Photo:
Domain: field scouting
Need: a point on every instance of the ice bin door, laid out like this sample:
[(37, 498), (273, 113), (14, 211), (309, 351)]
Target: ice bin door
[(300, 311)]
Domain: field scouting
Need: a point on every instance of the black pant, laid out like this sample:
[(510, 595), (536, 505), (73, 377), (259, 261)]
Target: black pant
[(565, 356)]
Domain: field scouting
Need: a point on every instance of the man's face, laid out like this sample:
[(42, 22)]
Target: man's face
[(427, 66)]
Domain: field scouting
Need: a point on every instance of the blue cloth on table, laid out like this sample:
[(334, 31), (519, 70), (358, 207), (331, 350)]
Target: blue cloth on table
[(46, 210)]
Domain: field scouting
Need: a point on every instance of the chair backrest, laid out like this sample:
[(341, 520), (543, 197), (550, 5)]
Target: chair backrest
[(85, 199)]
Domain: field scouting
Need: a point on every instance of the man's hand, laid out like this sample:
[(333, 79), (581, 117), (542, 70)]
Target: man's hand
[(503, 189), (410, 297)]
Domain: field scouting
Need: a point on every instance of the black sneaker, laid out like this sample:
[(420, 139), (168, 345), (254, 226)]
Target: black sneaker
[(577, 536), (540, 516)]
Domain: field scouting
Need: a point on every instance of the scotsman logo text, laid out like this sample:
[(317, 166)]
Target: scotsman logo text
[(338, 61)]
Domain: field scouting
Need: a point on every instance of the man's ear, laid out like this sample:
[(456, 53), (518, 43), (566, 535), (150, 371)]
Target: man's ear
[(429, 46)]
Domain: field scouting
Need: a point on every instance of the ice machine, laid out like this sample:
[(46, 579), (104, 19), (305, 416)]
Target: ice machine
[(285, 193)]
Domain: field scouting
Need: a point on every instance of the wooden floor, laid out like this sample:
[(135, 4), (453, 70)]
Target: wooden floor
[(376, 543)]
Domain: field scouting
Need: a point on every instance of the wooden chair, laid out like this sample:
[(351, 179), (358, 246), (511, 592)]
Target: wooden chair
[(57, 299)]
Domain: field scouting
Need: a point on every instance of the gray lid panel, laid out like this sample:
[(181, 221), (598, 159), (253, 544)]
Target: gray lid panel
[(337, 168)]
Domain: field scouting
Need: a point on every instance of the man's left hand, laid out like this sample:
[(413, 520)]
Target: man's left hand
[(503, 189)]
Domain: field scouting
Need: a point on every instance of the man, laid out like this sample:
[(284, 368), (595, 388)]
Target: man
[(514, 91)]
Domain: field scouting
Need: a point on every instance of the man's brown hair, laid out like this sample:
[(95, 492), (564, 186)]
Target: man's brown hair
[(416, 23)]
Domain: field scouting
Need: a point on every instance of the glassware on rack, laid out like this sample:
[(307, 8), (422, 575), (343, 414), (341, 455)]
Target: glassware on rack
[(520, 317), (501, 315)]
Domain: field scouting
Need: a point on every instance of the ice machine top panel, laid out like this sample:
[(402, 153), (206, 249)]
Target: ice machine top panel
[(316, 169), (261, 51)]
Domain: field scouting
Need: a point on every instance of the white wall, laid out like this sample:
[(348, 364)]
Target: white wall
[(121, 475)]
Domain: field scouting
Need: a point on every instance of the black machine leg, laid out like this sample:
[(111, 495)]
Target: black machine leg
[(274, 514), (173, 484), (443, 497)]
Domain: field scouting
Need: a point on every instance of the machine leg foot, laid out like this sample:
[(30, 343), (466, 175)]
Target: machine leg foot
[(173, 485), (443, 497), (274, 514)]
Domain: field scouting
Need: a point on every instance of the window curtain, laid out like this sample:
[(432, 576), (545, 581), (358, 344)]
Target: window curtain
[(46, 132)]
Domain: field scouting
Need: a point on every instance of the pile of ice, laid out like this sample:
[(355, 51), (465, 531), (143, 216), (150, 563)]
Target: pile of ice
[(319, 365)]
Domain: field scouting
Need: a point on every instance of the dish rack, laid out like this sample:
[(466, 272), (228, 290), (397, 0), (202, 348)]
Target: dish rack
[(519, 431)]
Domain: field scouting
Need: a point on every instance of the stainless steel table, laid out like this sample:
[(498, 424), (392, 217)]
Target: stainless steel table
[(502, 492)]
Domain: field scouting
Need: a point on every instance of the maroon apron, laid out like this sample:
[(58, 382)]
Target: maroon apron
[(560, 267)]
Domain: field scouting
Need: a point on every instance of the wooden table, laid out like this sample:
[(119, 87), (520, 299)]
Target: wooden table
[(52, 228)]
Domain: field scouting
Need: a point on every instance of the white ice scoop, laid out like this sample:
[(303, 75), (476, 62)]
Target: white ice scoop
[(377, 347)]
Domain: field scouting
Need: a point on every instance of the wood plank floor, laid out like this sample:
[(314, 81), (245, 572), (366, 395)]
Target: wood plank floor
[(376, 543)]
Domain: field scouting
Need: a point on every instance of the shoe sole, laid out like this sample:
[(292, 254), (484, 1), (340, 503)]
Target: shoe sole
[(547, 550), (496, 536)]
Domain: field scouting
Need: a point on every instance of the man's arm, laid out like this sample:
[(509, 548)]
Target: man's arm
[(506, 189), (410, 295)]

# [TASK BRIEF]
Revise everything from the first of the items above down to the line containing "[(427, 66)]", putting "site survey" wherever "field scouting" occurs and leaving every other part unchanged.

# [EXPECTED OUTPUT]
Photo:
Domain: site survey
Need: a point on every instance of the ice bin door, laid out like this sample:
[(37, 498), (273, 113), (14, 211), (309, 351)]
Target: ice bin door
[(300, 311)]
Domain: site survey
Need: a point on every instance of the black pant, laid out like this sample:
[(510, 595), (536, 505), (73, 377), (259, 261)]
Target: black pant
[(565, 356)]
Domain: site survey
Need: a point on every instance of the man's face, laid out like this sample:
[(42, 22)]
Target: man's face
[(427, 66)]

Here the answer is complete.